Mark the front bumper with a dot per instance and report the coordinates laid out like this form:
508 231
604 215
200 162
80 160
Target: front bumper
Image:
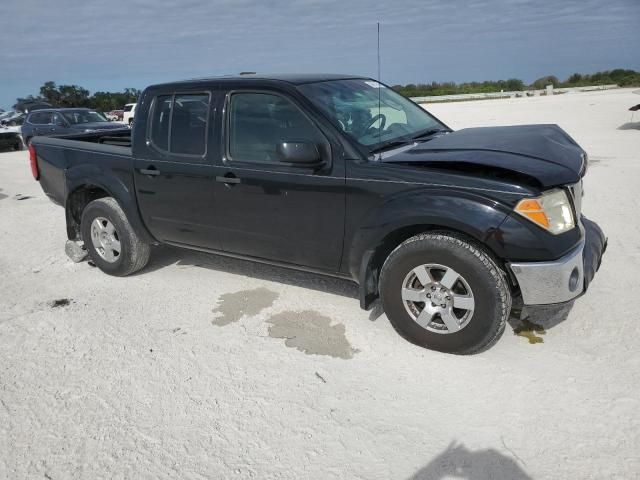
562 280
################
▸ BRIEF: Search the listing above for the word "bumper", and copy every line that has it.

▸ WRITTEN ANSWER:
Mark the front bumper with a dot per instance and report the coordinates laid out like this form:
Target: front bumper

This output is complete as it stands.